=== Provided data ===
* Start *

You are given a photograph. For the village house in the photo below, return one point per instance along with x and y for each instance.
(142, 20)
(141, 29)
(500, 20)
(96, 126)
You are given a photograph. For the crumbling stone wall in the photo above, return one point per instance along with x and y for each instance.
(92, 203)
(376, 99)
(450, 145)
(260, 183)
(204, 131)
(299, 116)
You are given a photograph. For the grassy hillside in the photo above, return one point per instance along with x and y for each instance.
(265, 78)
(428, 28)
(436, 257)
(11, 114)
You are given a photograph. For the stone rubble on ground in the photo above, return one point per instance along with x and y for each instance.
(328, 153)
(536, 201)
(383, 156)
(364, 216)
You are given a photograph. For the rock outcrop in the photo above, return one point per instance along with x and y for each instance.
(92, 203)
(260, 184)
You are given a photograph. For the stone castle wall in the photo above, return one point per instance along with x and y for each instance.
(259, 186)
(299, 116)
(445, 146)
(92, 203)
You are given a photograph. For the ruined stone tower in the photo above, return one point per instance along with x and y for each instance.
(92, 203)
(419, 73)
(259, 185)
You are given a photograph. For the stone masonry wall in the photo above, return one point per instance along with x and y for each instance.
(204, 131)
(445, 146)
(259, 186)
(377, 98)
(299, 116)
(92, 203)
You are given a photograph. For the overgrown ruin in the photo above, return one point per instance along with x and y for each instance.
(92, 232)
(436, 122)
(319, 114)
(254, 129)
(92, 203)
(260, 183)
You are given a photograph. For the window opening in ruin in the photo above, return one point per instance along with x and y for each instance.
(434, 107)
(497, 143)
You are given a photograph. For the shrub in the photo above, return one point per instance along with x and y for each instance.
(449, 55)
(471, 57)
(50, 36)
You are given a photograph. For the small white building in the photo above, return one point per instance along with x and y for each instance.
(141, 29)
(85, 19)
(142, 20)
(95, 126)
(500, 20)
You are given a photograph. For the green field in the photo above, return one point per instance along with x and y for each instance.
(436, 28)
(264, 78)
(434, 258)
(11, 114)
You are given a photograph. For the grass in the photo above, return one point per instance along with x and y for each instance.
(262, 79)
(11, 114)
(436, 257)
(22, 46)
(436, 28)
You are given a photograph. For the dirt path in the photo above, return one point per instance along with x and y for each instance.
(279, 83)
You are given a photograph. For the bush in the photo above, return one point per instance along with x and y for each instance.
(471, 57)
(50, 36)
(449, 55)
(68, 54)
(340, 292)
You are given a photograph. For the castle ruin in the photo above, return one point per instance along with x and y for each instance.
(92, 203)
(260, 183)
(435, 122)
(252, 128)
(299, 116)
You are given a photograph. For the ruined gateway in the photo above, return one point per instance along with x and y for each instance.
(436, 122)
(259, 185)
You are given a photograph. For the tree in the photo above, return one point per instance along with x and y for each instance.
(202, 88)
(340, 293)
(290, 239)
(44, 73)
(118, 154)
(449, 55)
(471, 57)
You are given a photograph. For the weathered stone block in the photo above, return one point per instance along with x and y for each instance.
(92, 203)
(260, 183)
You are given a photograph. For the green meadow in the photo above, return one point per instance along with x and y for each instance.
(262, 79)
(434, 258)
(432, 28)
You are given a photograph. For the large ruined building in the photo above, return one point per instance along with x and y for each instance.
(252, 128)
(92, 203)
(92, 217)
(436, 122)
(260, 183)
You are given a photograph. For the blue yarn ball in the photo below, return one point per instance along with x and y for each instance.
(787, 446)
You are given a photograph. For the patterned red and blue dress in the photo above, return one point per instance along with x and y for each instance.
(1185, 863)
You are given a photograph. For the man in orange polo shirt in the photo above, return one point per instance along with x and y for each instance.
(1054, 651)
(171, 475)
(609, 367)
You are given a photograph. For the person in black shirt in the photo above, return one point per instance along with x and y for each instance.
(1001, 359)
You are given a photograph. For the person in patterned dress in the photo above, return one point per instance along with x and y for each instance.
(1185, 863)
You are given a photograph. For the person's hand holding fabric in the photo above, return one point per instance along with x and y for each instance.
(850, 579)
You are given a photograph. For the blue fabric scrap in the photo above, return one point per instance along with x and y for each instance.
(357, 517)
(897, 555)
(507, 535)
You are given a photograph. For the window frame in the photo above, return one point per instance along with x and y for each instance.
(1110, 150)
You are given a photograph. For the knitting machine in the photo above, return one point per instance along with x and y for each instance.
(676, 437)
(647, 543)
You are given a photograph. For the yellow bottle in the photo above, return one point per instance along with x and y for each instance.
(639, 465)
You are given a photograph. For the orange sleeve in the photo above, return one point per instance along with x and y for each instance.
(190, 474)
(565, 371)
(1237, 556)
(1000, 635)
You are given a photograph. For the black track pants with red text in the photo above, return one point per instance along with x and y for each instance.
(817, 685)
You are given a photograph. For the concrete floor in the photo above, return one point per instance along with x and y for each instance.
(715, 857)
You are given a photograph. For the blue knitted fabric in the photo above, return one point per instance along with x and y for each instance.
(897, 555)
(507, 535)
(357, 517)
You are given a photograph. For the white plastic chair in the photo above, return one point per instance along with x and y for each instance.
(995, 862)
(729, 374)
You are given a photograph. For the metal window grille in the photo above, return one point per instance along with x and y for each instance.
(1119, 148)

* End *

=== Required work ===
Put all the lines above into a two-column CSV with the header input,output. Give one row for each line of text, with that line in input and the coordinate lines under it in output, each field quoted and with line breaks turned into spaces.

=== Expected output ===
input,output
"You are given a photograph. For the village house in the photo below, return one point per instance along with x and y for each instance.","(142, 20) (141, 29) (500, 20) (96, 126)"
"You are given a photograph. For the crumbling stone wall in the photo above, return one point per instance along with x and y for each instance.","(92, 203) (376, 99) (450, 145) (260, 183) (204, 131) (299, 116)"
"You are given a photograph. For the grassy hillside in the photo above, return one point per instance along with x and y for each instance.","(265, 78) (428, 28) (436, 257) (11, 114)"
"You are given a photograph. For the stone rubble on ground in the photo above, return one point per instance along with x and y for each instance.","(328, 153) (536, 201) (383, 156) (364, 216)"
"You are given a photograph. For the rock outcrop in the photo above, return one point per instance along with x and y for each instance.","(92, 203) (260, 184)"
"You are given a photograph. For the stone castle wall in the photo above, return one point per instance along with x and y for each instance.","(259, 186) (299, 116) (445, 146) (92, 203)"
"You are given a photograph. For the ruined stone tower in the photo above, return one point per instance along with x and y for each instance.","(92, 203) (419, 73) (259, 185)"
"You are given a photograph. For the stone masonry wall in the photo above, return one point per instance along with x and y for each instance.","(204, 131) (445, 146) (259, 186) (377, 98) (299, 116) (92, 203)"
"You are given a photograph. For the overgrown ruin in the photo above, return one point per instance along with x and y for each instance.","(92, 232) (436, 122) (319, 114) (254, 129) (92, 203) (260, 183)"
"You are given a photograph. For the window opening in ruin in the photo above, return one point per instance along with x and y for each instance.","(434, 107) (497, 143)"
"You are given a photograph. For the shrub in the photo above, return one point per instance along with x and y for each instance.","(449, 55) (471, 57) (50, 36)"
"You are given a photograph. For the small white building in the photo above, return one point per instance along with x and y for each instance.","(141, 29) (85, 19) (142, 20) (95, 126) (500, 20)"
"You are given a photograph. For the green field in the photo above, return one point per instance along with x and y for each instance.","(436, 28) (264, 78) (434, 258) (11, 114)"
"You are given a photograph. For the grass in the photo above, return one point per instance along with x and y for each instance.","(262, 79) (11, 114) (436, 257) (22, 46) (436, 28)"
"You are given a photograph. For the dirt path in the photo above, return one point per instance along with x and y for each instance.","(279, 83)"
"You are given a photograph. For the bush in the photo above, return one point per instance along with x and y for each instance.","(471, 57) (50, 36) (449, 55) (68, 54) (340, 292)"
"You are given a photograph. For the castle ruin in the photo above, return one point per instance along with x and y for each instance.","(92, 203) (260, 183) (435, 122) (252, 128) (299, 116)"
"You are given a photograph. For the ruined gateway in the photo above, return one point per instance along with x and y for each instance.","(436, 122) (259, 185)"
"You are given a photograph. For the tree in the photo above, return one point per instance along with x and y for each instance.","(202, 88) (340, 293) (290, 239) (44, 73) (118, 154) (449, 55) (471, 57)"
"You are given a photograph. For the weathered stone block in the photo above, return one point per instance along with x and y for each instance.","(92, 203) (260, 183)"
"You are given a photograph. For the green meadow in the photo above, return one point per instance along with x and y for each instance.","(262, 79) (434, 258) (432, 28)"
"You are given a photograph. For the large ruined building in the photo above, return one point per instance along with x and y for each instance.","(252, 128) (92, 203) (92, 217) (436, 122) (260, 183)"
"You are given a photograph. For the blue yarn ball in the photo below, return one point per instance along with x and y for each instance.","(787, 446)"
"You are given a photograph. For the patterned red and blue dress in the photo above, return one point per instance along with x and y for each instance.","(1185, 863)"
"You are given a photograph. For the man in orange polo shirt in the photo above, return one point per instance along with x and y for each instance.","(1054, 651) (171, 475) (609, 367)"
"You are given a photograph. For the person in black shirt in the photo above, return one point per instance along with x and y for each instance.","(1001, 359)"
"You are given a photograph. For the person in patterned dress in the photo above, return one point per instance along with x and y for each instance.","(1185, 863)"
"You are given a photograph. For the person's hand holding fabric in the photo above, return one point per instance along with x and y for each instance.","(850, 579)"
"You are given a photograph. For the blue fabric scrap in the photo above, return one point per instance along with x and y for each instance.","(357, 517) (897, 555) (507, 535)"
"You are given a photograph. For the window frame in the photo above, return one point per instance along with x and y for each instance.","(1110, 150)"
"You are given a photograph. For the knitting machine in the photo above, return one point per instance along with x and y for each instance.","(676, 437) (647, 543)"
"You are given a photograph. For the yellow bottle in the photo above, return one point per instance along with x and y for each instance.","(639, 465)"
"You are given a photograph. For the orange sleeve in the photo above, return one point per instance along with x and y for each instance.","(190, 474) (565, 371) (1237, 556) (1000, 635)"
"You are given a photograph. For the black track pants with red text in the photo above, return one point per instance along with x and y for each instance.","(817, 685)"
"You are given a photograph. For the concrete floor in the photo above, return one point per instance along with x and y for each instance.","(715, 857)"
"You are given a photograph. For the blue knitted fabric in the photo above, return one point per instance along with x and y for each instance.","(897, 555) (507, 535) (357, 517)"
"You are given a photograph. For the white plastic chair in the photo above, return one point per instance along with x and y for each instance.","(995, 862) (729, 374)"
"You are given a photograph. For the metal window grille in the photo above, return one point per instance along with x and y for each instance.","(1119, 148)"